▶ _Exercise description_
Reproduce the items below word for word. Start at the line that contains "the hillside =>" and stop after the last line of the items.

▶ _Records_
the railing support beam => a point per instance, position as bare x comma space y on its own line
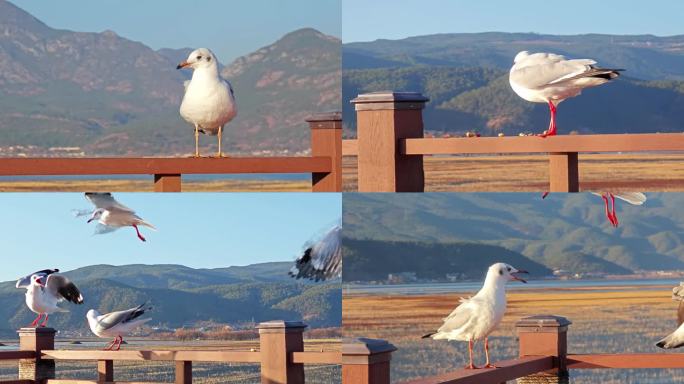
366, 361
383, 119
326, 140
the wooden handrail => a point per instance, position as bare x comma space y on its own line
505, 370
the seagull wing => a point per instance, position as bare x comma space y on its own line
106, 201
61, 287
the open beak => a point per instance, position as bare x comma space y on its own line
518, 278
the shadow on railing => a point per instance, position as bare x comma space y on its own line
390, 145
324, 164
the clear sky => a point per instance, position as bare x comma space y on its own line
231, 28
206, 230
365, 20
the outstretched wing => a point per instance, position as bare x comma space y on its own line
60, 286
105, 200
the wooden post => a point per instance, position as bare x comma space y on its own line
326, 140
105, 371
167, 183
277, 340
183, 372
545, 335
366, 361
36, 339
563, 172
383, 118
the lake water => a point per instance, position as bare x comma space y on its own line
474, 286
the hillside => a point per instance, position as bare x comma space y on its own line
562, 231
108, 95
466, 78
182, 296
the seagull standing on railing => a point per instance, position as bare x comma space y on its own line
550, 78
209, 100
112, 215
321, 259
45, 292
477, 317
116, 324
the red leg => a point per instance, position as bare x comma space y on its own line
138, 232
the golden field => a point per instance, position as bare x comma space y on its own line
605, 320
529, 173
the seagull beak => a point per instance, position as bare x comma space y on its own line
517, 277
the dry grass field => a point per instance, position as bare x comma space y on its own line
527, 173
203, 373
609, 320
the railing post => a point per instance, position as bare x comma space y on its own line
563, 172
383, 119
326, 140
366, 361
36, 339
167, 183
545, 335
277, 340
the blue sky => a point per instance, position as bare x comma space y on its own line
230, 28
205, 230
394, 19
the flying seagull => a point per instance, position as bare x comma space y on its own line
209, 100
116, 324
477, 317
550, 78
112, 215
46, 291
321, 259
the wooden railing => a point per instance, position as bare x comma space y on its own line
390, 145
324, 164
281, 357
543, 358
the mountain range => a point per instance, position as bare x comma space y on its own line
466, 78
562, 231
183, 296
101, 94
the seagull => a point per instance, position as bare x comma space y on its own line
550, 78
209, 100
116, 324
477, 317
112, 215
321, 259
45, 292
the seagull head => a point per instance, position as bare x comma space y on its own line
507, 272
199, 58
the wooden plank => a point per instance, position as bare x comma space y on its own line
350, 147
157, 165
629, 361
531, 144
317, 357
16, 355
204, 356
506, 370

▶ _Written answer_
the hillside => a point per instance, position as bare x comma space y on its own line
562, 231
108, 95
466, 78
182, 296
the seagull standing on railing => a point per instance, position as bare x comma space y on its own line
550, 78
209, 100
112, 215
321, 259
45, 292
477, 317
116, 324
the red leg => a point per instance, position as bare x comma space y on its own line
138, 232
the golden field => a point per instance, position as bare x comma space y on its own line
605, 320
529, 173
the seagull beak => a point per instance, position as bare x comma space y on its own line
517, 277
the dry grass field => a point per instance, position as bare x comma space y on its own line
527, 173
203, 373
609, 320
the railing post => a point per instance, position as bare x comma space y on its own line
563, 172
383, 119
326, 140
366, 361
36, 339
167, 183
545, 335
277, 340
the blue sky => a point per instance, position as bare x comma space y on its own line
230, 28
205, 230
394, 19
the flying seagull => a point per instance, position as bare x comma space y on its own line
209, 100
116, 324
477, 317
550, 78
112, 215
46, 291
321, 259
the wooden railing => a point per instance, position as bare x comma space y on its own line
390, 145
324, 164
281, 357
543, 358
the mountain range => a point per instance, position as bare x comma space y on its own line
466, 78
562, 231
183, 296
101, 94
the seagull => a point per instance, position as bare x comma space y on its own line
550, 78
209, 100
116, 324
477, 317
112, 215
321, 259
45, 292
the seagull head => a point per instance, position as bare x comma space y on its own line
507, 272
199, 58
the wooden plank => a point per instance, position as bare x comma space y on its own line
350, 147
157, 165
629, 361
531, 144
317, 357
16, 355
204, 356
506, 370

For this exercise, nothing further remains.